Task statement: Change "framework" to "model" in the passage on Van de Voort et al's framework, and write out the passage from "I have mixed" up to and including "to those issues.".

Given text:

********************

We arrive then, finally, at the advice relationship. Here, the computer will evaluate and interpret information inputed into it from the environment. It will then use this to issue advice to third parties. The computer will need to decide when and whether to issue that advice, and the precise form that the advice will take. Consider, for example, a medical diagnostics robot that uses information to come up with the most plausible diagnosis for a medical patient, and maybe also suggest possible treatment courses. This will clearly have a number of ethical dimensions to it. The reliability of the information will need to factored in, as will the accuracy of the advice and the likely degree of reliance that will be placed on this advice. Will the third parties rely on it completely, or will they simply ignore it?
In the end, having considered the ethical dimensions to these four different relationships, Van de Voort et al argue that designers of such systems face three big ethical questions. The first concerns the scope of the system, i.e. which kinds of information or action fall within or outside its zone of responsibility. The second concerns the impact of the system on the environment in which it operates, i.e. the directness and immediacy of its effects. And the third concerns the involvement of human and other systems, i.e. does the system operate in isolation from, in contradistinction to, or in harmony with others.
This is a very quick overview of Van de Voort et al’s framework. To briefly recap, they try to develop a framework for understanding modern computing systems and the types of ethical issues that arise with these systems. The framework centres on three actors (the computer, the individual and the third party) and four relationships (observation, interference, interaction, advice).
I have mixed feelings about their proposed framework. I think their focus on the tripartite relationship between computer systems, individuals, and third parties is useful. I also think there is something to their claims about the four different relationships, though what they have ended up with is quite messy and imprecise (since there are many different kinds of interaction and observation). Where I have some major problems is with the value of all this when it comes to assessing the ethical implications of different systems. In essence, all they really say is that we need to think about the ethical implications of data collection and action-implementation by computerised systems. I certainly agree that we should think about these things, but that observation in and of itself is pretty banal. I am not sure that we needed the complex framework to draw our attention to those issues.
To be sure, every taxonomy and framework will have its problems. If nothing else, they will all tend to omit important details and nuances. We cannot expect perfection in this respect. But I think it might be possible to do better.

********************

Supplied information:

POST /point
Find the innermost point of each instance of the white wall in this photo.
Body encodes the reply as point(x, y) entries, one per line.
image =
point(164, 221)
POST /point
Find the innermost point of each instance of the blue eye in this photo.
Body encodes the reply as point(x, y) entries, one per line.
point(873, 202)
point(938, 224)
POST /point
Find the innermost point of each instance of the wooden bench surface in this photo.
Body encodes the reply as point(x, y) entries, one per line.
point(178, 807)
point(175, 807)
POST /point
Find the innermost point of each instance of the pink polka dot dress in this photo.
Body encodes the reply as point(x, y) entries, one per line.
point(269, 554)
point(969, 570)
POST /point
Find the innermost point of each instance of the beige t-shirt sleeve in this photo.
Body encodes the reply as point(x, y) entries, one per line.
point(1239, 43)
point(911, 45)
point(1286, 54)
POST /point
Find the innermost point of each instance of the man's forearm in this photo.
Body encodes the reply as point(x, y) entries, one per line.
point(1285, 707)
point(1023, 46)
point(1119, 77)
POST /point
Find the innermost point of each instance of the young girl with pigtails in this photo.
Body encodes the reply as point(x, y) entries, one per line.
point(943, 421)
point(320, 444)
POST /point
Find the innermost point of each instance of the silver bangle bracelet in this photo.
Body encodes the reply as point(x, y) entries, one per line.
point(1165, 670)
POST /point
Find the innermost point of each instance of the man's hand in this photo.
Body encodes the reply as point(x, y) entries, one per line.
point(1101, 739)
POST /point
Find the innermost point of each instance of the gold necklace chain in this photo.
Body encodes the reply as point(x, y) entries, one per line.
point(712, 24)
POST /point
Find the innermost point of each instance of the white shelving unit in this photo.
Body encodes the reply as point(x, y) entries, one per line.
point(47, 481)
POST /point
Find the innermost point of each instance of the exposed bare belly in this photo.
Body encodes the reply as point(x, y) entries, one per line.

********************

The answer:
I have mixed feelings about their proposed model. I think their focus on the tripartite relationship between computer systems, individuals, and third parties is useful. I also think there is something to their claims about the four different relationships, though what they have ended up with is quite messy and imprecise (since there are many different kinds of interaction and observation). Where I have some major problems is with the value of all this when it comes to assessing the ethical implications of different systems. In essence, all they really say is that we need to think about the ethical implications of data collection and action-implementation by computerised systems. I certainly agree that we should think about these things, but that observation in and of itself is pretty banal. I am not sure that we needed the complex model to draw our attention to those issues.